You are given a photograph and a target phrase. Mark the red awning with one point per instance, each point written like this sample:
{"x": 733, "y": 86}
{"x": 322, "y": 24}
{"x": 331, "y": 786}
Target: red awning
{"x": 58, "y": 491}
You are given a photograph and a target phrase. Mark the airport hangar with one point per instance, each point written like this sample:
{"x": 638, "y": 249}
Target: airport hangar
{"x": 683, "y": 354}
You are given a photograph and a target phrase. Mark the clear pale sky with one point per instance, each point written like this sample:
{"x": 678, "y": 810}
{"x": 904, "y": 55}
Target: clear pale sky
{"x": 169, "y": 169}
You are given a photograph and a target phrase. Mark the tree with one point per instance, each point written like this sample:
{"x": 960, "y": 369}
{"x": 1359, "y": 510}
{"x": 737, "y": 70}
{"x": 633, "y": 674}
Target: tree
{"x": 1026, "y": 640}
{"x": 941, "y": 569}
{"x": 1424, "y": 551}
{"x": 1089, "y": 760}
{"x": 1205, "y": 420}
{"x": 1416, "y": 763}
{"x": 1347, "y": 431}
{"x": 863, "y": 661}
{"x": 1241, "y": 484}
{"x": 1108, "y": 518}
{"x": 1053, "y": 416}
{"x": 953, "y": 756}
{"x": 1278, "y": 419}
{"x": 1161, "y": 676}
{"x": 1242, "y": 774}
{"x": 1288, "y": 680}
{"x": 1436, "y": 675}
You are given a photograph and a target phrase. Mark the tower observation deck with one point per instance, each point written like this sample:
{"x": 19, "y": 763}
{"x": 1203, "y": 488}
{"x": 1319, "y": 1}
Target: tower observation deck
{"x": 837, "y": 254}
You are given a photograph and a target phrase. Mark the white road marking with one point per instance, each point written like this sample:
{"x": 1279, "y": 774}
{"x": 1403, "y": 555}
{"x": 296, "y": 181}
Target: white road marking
:::::
_Problem_
Starting at the line that contains "Mark the white" and ending with the last of the rows, write those lines out again with "road marking" replaced by "lane marking" and nothing else changed.

_Output of the task_
You are given a photograph and a target phrase. Mark the white lane marking with one point per instance, each point written like this sample:
{"x": 1279, "y": 774}
{"x": 1403, "y": 555}
{"x": 296, "y": 181}
Target: white lane marking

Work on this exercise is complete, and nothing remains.